The records:
--- Begin ---
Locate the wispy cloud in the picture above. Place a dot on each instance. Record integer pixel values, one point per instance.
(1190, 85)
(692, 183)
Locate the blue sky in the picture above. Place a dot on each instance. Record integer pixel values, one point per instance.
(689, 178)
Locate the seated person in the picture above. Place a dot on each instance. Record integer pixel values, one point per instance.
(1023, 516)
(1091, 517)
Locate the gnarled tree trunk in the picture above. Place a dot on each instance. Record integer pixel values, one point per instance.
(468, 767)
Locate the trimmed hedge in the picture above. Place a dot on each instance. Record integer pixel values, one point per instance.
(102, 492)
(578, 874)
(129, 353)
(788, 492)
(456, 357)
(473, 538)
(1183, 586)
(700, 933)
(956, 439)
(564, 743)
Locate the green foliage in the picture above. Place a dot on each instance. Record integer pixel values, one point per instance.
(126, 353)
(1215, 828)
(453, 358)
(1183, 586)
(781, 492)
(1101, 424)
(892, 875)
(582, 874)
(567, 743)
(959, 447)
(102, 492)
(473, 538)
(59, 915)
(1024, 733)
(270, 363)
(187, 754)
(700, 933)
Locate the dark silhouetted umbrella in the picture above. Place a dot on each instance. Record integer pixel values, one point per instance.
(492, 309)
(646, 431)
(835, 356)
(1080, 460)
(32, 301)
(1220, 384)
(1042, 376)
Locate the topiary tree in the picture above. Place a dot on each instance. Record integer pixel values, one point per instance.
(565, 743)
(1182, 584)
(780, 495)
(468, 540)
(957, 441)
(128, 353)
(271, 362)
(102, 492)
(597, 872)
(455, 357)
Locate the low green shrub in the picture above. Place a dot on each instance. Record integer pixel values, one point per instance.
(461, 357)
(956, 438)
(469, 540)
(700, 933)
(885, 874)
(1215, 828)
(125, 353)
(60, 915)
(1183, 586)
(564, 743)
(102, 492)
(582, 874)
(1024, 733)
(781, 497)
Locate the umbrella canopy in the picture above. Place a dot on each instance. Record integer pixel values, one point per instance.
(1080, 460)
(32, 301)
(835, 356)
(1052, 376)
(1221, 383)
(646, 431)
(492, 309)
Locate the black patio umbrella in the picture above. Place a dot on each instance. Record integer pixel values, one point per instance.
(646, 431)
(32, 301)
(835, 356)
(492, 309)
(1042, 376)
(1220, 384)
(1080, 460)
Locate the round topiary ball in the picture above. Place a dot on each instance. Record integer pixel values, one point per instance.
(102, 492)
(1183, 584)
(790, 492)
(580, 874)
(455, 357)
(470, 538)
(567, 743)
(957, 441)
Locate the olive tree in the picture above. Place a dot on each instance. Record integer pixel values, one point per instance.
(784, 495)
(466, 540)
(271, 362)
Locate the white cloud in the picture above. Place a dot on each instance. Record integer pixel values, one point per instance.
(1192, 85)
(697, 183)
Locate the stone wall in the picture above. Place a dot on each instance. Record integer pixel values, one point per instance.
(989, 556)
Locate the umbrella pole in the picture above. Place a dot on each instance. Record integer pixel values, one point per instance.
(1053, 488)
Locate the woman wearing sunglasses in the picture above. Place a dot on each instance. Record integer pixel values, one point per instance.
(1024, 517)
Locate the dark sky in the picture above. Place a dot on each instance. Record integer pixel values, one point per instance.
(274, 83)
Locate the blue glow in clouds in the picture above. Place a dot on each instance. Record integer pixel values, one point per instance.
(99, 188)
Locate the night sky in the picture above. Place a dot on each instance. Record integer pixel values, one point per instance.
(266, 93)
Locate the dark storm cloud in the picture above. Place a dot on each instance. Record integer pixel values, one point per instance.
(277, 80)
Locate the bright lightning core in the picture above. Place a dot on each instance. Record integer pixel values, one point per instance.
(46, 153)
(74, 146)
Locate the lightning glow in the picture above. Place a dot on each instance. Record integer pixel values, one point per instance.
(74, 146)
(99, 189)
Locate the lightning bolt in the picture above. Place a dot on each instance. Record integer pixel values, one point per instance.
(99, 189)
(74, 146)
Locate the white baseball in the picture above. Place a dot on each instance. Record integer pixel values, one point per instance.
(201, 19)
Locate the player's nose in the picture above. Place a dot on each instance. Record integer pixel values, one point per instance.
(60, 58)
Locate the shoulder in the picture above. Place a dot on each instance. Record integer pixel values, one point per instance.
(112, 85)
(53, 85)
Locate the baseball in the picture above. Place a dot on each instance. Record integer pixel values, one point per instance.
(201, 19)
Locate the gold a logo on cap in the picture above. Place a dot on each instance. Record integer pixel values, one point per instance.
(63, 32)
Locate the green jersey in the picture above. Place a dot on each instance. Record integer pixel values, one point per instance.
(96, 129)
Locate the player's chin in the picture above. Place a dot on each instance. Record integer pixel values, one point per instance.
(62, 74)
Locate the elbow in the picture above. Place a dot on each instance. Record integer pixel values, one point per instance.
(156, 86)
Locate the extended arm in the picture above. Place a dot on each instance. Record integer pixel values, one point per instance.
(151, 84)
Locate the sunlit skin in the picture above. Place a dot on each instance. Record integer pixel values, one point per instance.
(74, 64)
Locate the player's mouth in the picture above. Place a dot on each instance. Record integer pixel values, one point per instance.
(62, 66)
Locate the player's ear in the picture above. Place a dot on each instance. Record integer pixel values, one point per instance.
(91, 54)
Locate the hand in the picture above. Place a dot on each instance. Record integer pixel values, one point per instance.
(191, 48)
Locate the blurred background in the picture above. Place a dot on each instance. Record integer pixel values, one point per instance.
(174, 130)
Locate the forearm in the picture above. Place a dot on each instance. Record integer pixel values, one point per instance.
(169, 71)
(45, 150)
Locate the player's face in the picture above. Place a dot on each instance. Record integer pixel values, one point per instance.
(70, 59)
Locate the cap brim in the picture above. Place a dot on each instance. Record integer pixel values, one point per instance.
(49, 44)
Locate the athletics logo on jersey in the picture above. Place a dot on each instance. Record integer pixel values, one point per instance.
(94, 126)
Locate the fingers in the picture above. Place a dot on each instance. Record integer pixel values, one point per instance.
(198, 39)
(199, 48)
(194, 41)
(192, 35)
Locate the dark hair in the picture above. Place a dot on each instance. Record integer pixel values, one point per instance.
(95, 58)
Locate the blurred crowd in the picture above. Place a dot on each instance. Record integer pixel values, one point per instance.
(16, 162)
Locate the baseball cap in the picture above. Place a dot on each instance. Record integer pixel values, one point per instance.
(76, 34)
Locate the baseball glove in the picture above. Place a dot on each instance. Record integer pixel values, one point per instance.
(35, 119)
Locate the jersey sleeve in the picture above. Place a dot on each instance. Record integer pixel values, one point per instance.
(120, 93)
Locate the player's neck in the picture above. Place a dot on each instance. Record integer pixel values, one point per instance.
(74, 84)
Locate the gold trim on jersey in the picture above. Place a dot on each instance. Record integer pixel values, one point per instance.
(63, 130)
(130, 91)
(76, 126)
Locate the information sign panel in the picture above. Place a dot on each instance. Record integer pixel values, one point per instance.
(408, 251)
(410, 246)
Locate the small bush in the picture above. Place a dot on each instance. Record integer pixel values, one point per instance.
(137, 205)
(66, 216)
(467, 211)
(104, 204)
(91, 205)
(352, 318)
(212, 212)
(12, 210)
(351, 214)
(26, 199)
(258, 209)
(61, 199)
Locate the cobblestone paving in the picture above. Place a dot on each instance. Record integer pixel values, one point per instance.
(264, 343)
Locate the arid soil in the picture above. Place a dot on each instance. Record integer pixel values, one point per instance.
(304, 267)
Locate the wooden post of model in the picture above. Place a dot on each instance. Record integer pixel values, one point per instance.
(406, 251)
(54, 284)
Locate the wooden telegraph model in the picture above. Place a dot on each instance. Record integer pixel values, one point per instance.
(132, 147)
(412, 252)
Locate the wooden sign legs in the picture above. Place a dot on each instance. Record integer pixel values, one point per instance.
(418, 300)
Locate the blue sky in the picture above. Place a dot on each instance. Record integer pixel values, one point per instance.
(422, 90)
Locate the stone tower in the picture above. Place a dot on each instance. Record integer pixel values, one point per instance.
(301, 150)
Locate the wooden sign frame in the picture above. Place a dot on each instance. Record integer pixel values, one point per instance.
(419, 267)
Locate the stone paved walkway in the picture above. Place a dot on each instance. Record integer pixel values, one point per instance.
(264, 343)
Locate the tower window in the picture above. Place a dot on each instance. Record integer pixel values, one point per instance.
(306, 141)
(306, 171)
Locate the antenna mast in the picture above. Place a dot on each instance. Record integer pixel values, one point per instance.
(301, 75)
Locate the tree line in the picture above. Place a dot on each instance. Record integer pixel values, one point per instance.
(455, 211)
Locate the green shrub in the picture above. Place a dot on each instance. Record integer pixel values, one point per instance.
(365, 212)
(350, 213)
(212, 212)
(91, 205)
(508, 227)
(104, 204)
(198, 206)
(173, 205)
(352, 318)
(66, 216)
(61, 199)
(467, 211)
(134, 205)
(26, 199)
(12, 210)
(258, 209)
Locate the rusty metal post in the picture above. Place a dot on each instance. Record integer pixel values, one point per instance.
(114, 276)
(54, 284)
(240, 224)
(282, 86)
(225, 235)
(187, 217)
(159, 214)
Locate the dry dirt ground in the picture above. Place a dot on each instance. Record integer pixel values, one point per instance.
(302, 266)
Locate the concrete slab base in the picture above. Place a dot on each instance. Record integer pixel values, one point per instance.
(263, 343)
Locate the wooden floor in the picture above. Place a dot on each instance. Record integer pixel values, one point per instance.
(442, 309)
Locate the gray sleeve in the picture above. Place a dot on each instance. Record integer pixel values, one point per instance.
--- End ---
Directive: Rewrite everything in the material above from the line containing "Locate the round" down to the line containing "(1024, 517)", both ends and every request line included, and raise each point coordinate in those lines by 125.

Solution:
Locate the round topiary ball in the picture above. Place a dot on each instance. Record integer pixel values, one point per instance.
(227, 617)
(1308, 709)
(915, 617)
(705, 999)
(580, 482)
(595, 663)
(692, 868)
(1082, 566)
Locate the olive tree in the picture above. Place a dot on each instance. Record integer pixel values, one point per instance.
(909, 620)
(591, 665)
(396, 487)
Locate the white cloud in the picture above. Place a dot on each instance. Record integer pixel values, one point per instance.
(1317, 210)
(822, 308)
Locate the stone wall in the picture above. Place a dot on each instance. Record integer pixel values, one point per instance.
(1114, 681)
Locate the umbrella pole in the picture above. Place a dot on each instance. Record integer pixel values, one point per instance.
(1178, 613)
Locate the woman wearing sunglasses in the picture above. Place a dot on each instance. Record integer pixel values, one point per instance.
(1149, 642)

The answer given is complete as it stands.